:: Data for processing
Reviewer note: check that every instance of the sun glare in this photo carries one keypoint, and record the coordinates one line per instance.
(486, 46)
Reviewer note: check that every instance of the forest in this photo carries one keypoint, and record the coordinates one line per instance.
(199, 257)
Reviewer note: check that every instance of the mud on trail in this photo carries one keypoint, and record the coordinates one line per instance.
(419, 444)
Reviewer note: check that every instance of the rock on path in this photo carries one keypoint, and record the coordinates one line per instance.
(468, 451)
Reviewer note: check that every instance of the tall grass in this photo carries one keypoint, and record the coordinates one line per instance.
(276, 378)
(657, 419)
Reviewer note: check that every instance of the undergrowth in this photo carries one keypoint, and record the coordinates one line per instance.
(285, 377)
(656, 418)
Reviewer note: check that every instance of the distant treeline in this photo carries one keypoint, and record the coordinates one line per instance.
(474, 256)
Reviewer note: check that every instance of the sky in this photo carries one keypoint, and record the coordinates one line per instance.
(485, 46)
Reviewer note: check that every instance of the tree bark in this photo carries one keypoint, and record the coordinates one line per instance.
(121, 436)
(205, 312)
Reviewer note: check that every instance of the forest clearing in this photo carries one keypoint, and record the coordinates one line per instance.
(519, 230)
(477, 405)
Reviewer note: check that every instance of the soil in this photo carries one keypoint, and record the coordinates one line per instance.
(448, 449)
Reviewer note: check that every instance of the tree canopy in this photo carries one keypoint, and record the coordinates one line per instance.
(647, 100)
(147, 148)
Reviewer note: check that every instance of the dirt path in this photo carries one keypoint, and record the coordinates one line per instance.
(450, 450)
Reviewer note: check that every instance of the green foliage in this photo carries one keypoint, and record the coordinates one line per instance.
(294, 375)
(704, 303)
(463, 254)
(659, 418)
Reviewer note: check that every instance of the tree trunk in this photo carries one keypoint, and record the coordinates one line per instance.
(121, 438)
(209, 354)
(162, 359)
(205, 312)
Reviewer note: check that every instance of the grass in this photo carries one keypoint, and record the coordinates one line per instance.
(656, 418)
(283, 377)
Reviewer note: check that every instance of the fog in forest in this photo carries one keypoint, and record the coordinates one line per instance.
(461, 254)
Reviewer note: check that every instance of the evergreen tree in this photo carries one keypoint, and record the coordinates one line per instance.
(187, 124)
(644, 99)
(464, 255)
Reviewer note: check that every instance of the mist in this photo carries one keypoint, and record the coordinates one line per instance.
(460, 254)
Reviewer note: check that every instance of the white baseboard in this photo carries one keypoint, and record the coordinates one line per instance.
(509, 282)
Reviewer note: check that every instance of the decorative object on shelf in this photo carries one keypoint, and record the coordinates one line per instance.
::::
§ What to do
Repeat the lines from the one containing "Reviewer note: check that every instance of the evergreen" through the end of the listing, exactly and without any other lines; both ends are included.

§ Finished answer
Reviewer note: check that every instance of the evergreen tree in this photo carries one keypoint, and record the coordinates one line per instance.
(187, 124)
(644, 99)
(464, 255)
Reviewer note: check that every instance of the mist in this photo carries one keypoint, and record the coordinates one line per instance.
(460, 254)
Reviewer note: check that every instance of the white baseboard in this photo carries one keypoint, and record the coordinates one line per instance.
(509, 282)
Reviewer note: check that every instance of the decorative object on shelf in this photo carries one keypoint, and record the coordinates one line per instance.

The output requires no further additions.